(Some records)

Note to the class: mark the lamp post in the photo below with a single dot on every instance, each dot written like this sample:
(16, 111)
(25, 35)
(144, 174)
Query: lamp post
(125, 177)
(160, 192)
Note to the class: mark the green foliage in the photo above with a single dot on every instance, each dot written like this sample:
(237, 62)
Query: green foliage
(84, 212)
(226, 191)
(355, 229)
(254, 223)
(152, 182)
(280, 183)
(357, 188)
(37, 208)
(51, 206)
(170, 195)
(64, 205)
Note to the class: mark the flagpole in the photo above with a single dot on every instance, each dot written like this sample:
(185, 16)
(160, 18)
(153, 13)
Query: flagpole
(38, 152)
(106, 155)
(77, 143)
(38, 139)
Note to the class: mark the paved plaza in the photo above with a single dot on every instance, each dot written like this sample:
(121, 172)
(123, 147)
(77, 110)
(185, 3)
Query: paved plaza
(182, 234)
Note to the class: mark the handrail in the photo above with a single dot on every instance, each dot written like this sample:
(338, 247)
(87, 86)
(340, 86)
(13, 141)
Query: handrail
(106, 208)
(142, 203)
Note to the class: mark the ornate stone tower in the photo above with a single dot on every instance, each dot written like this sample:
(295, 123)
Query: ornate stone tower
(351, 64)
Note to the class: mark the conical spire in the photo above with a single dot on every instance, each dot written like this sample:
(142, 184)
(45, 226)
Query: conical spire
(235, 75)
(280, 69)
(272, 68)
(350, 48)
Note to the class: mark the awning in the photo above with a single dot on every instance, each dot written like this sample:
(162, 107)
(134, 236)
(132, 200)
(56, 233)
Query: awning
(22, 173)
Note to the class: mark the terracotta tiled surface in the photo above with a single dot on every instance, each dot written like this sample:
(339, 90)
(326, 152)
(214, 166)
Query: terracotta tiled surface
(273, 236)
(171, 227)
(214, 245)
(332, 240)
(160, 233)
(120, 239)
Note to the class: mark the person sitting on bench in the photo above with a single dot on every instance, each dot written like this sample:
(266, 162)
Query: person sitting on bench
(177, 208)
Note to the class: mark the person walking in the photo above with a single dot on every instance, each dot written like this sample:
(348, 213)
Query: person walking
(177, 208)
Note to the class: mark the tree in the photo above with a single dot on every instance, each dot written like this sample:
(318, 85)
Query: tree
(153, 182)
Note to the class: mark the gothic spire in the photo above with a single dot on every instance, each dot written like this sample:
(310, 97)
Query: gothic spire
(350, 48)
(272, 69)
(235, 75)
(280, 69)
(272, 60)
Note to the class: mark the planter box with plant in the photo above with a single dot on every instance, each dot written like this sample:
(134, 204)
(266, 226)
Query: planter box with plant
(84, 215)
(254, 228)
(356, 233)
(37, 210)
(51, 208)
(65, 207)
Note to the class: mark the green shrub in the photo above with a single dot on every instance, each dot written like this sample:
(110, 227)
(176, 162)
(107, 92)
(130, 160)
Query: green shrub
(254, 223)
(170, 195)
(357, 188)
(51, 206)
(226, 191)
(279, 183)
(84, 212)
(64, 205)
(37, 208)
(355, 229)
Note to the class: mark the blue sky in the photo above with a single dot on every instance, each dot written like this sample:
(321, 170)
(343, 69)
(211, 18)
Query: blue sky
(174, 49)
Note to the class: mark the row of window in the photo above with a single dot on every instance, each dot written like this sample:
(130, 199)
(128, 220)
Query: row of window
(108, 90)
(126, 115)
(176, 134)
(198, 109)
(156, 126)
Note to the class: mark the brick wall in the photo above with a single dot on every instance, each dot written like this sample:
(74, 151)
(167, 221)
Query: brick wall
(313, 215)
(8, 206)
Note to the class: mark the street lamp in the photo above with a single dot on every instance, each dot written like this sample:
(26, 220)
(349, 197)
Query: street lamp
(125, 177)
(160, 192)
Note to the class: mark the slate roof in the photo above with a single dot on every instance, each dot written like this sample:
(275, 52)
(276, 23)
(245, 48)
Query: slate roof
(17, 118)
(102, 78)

_GIVEN REQUEST_. Rewrite the data from the line containing "Note to the class: mark the row" through the end of the data, inclusive, changing "brick wall" to "stone wall" and leaving everything else as it is.

_RESULT OF THIS TASK_.
Note to the class: mark the row of window in the photo above with a single dot on every instance, each dot written like this sample:
(130, 199)
(128, 220)
Query: row of window
(108, 90)
(126, 115)
(176, 134)
(198, 109)
(156, 126)
Note to the class: mark the stone wall in the photo above with a single dot on every instance, each dot written like this sample:
(74, 151)
(167, 221)
Query: stone wall
(313, 215)
(8, 206)
Note to the class: mark the street lamp in the photo above with a single dot on every instance, each dot written like this sample:
(26, 220)
(349, 197)
Query: street lamp
(125, 177)
(160, 192)
Note to the class: mark the slate roof in the photo above with a single dot on every instance, each dot written like this sample:
(275, 52)
(276, 23)
(245, 48)
Query: slate roof
(17, 118)
(102, 78)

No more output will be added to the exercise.